### Exercise objective
Give again, word for word, only the lines from the one containing "Target: blue dress shirt" through the final line.
____________________
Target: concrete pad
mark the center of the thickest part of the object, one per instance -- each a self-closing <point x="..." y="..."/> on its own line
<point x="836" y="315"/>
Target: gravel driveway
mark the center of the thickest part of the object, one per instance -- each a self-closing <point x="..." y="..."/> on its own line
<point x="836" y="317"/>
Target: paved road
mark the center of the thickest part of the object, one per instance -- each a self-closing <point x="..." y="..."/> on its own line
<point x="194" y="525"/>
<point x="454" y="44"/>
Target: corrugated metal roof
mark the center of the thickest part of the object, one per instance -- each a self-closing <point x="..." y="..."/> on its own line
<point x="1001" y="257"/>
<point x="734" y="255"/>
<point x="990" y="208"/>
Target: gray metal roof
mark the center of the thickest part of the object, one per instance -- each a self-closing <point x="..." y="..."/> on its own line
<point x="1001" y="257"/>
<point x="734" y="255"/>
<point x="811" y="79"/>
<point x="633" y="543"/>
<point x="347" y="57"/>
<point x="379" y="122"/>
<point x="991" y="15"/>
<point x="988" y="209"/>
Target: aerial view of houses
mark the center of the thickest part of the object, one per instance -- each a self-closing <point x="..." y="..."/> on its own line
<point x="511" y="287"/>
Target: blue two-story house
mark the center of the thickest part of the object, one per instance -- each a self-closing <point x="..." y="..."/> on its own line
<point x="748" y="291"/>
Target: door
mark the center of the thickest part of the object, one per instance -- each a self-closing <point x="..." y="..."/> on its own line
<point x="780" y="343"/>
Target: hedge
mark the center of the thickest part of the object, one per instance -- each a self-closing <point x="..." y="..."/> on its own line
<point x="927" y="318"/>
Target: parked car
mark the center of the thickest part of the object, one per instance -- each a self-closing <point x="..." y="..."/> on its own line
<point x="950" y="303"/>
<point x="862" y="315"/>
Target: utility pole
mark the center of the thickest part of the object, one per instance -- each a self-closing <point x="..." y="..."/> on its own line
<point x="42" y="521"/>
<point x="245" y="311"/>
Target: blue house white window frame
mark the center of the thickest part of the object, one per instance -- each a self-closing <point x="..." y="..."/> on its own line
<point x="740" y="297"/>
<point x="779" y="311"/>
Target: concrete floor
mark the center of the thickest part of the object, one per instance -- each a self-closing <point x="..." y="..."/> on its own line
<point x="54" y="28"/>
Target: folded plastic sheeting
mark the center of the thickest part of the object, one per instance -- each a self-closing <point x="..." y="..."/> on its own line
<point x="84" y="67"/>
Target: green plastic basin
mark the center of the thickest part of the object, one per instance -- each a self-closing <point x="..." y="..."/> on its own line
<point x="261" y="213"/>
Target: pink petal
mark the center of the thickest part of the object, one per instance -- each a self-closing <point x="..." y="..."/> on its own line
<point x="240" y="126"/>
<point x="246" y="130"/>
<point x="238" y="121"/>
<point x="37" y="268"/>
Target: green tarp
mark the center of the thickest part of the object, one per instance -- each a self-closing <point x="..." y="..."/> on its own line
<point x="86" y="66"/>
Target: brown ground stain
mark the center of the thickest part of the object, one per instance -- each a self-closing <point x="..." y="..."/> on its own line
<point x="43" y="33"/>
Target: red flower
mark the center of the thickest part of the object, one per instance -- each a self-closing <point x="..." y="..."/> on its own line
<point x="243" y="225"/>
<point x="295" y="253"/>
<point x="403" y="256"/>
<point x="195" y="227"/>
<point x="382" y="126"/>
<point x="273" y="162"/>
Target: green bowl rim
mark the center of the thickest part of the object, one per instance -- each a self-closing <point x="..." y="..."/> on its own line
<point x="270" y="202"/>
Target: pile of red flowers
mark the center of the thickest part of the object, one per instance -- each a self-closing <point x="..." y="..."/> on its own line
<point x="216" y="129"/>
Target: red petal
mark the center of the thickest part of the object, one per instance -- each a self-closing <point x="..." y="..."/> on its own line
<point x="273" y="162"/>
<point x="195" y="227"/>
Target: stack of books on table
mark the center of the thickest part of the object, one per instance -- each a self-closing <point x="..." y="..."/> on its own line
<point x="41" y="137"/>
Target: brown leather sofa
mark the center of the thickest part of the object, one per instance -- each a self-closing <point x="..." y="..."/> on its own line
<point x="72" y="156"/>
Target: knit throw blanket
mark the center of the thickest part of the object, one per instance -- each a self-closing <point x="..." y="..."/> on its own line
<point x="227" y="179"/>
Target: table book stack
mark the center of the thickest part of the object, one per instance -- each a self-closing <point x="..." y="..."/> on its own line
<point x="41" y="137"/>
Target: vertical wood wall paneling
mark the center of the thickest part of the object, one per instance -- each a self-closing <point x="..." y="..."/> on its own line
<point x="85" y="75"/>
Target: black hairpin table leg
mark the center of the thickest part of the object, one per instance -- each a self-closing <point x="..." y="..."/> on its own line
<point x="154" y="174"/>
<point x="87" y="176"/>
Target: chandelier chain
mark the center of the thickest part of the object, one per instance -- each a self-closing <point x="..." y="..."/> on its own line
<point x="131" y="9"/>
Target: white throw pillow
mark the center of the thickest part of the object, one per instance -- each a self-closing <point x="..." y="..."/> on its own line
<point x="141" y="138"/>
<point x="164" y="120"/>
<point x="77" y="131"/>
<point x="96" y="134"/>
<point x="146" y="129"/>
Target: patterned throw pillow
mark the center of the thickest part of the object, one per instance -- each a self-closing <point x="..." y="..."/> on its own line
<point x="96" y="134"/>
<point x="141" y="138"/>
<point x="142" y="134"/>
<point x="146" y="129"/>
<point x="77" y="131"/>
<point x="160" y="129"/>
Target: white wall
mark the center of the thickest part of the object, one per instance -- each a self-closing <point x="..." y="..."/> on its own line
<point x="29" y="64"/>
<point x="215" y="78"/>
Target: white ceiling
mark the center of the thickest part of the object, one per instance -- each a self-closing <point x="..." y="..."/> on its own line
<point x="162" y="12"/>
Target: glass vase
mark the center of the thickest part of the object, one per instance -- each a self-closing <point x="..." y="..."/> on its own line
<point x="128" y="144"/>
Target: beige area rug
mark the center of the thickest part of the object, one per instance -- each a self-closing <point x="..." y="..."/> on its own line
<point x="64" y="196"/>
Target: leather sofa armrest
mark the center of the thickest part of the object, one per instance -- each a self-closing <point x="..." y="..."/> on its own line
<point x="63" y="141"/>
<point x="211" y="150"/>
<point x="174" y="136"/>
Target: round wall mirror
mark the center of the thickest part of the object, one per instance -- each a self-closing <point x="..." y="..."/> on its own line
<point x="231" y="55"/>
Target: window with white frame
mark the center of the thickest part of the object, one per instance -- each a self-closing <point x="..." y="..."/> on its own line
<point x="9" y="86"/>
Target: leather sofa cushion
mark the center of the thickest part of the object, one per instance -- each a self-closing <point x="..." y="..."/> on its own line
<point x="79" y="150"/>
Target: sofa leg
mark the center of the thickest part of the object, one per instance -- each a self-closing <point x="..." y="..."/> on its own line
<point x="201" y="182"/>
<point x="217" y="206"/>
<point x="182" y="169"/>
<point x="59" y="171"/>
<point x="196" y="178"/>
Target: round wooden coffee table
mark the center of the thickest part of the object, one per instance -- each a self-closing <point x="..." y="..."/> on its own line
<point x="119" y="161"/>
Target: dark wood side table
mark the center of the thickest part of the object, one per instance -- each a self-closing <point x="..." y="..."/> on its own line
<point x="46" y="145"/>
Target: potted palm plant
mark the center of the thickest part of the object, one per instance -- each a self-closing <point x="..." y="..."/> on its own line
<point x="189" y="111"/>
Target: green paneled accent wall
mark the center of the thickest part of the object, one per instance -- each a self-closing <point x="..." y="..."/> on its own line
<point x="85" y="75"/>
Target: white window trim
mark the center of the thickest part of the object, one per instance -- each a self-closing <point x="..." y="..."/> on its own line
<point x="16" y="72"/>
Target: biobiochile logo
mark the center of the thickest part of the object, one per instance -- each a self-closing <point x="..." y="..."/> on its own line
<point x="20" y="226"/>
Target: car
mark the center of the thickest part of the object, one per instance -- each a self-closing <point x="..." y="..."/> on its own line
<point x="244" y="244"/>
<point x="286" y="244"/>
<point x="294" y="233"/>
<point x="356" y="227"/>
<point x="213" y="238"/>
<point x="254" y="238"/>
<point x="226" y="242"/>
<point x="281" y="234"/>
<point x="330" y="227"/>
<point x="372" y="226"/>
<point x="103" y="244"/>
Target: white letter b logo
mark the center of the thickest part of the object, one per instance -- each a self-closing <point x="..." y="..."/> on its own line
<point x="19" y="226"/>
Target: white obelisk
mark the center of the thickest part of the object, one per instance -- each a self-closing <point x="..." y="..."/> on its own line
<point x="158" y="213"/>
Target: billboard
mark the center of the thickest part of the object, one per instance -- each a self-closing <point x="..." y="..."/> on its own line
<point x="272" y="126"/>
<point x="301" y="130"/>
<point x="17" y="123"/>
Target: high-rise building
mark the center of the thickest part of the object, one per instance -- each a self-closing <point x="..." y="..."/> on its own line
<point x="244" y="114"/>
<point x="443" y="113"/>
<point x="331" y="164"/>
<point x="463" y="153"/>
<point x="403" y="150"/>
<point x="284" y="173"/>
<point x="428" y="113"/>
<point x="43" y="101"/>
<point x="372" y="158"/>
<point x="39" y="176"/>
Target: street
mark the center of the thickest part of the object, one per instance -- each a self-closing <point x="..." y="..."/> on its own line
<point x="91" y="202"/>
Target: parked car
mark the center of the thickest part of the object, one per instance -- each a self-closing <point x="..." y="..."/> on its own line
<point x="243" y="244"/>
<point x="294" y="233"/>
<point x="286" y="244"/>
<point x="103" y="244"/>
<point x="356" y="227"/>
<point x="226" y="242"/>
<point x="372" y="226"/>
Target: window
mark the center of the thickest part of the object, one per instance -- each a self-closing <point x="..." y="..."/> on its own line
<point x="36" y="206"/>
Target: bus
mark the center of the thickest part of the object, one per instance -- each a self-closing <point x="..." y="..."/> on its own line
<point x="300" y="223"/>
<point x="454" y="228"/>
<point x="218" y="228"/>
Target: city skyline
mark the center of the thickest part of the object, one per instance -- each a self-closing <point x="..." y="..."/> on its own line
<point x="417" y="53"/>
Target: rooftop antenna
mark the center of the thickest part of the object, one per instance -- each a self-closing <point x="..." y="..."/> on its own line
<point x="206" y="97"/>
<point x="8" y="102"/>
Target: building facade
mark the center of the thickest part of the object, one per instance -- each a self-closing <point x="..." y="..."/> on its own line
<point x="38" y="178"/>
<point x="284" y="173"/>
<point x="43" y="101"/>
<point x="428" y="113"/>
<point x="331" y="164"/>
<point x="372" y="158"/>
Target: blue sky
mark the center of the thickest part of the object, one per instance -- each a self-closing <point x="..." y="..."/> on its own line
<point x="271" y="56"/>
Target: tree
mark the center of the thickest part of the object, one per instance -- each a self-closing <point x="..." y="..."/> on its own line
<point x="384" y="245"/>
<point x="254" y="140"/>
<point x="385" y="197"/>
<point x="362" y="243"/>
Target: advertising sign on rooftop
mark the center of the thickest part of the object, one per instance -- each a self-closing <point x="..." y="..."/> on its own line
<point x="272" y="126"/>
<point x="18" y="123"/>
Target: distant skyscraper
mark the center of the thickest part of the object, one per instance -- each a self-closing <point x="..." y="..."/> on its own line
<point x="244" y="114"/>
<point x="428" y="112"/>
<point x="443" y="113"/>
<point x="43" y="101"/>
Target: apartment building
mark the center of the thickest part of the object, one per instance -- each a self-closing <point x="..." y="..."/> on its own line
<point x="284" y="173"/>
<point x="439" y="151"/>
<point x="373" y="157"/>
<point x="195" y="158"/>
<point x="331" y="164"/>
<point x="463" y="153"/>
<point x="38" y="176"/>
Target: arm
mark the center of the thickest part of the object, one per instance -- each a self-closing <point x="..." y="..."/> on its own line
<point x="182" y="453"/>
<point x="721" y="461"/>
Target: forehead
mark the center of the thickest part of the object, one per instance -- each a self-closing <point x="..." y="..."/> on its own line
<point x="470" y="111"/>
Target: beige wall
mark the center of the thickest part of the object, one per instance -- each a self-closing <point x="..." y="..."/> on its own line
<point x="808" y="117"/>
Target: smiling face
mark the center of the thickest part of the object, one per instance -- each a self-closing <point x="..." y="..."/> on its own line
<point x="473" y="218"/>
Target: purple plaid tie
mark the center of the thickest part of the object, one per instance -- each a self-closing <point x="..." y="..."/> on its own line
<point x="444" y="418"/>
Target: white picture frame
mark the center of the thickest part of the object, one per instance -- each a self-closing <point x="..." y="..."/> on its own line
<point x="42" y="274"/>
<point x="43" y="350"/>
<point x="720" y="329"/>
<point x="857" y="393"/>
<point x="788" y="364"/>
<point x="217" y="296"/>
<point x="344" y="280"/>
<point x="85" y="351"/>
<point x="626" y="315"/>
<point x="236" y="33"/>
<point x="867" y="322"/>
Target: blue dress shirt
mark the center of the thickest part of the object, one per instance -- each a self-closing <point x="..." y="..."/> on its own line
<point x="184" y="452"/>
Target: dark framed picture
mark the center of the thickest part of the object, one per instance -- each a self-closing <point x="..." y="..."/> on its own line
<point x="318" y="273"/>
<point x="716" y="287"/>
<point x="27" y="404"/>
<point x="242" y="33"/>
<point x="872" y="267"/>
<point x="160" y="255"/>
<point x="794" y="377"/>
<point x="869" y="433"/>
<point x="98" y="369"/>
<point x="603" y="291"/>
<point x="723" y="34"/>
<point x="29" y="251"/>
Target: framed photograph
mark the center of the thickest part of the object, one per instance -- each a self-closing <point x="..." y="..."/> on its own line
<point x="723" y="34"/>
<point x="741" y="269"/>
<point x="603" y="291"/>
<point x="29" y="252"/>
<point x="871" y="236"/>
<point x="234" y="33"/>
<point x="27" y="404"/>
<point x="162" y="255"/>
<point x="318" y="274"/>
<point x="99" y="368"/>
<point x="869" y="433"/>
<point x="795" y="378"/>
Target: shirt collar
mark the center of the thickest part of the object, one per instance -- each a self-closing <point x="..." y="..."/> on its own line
____________________
### Response for this exercise
Target: blue dress shirt
mark the center of the thickest part of the object, one per instance -- each a self-closing <point x="..." y="..."/> on its own line
<point x="184" y="452"/>
Target: dark framed picture
mark the center of the thickest part of the object, one per instance -- each a self-closing <point x="..." y="..."/> on its own line
<point x="318" y="273"/>
<point x="716" y="287"/>
<point x="27" y="404"/>
<point x="242" y="33"/>
<point x="872" y="267"/>
<point x="160" y="255"/>
<point x="794" y="377"/>
<point x="869" y="433"/>
<point x="98" y="369"/>
<point x="603" y="291"/>
<point x="723" y="34"/>
<point x="29" y="251"/>
Target: framed photograph
mark the center of the thickest part of the object, one per instance -- each a self-closing <point x="..." y="..."/> on its own line
<point x="723" y="34"/>
<point x="741" y="269"/>
<point x="603" y="291"/>
<point x="29" y="252"/>
<point x="871" y="236"/>
<point x="234" y="33"/>
<point x="27" y="404"/>
<point x="162" y="255"/>
<point x="318" y="274"/>
<point x="99" y="368"/>
<point x="869" y="433"/>
<point x="795" y="378"/>
Target: shirt collar
mark the center of the thickest part of the object, one per instance -- each a self-closing <point x="..." y="..."/> on its own line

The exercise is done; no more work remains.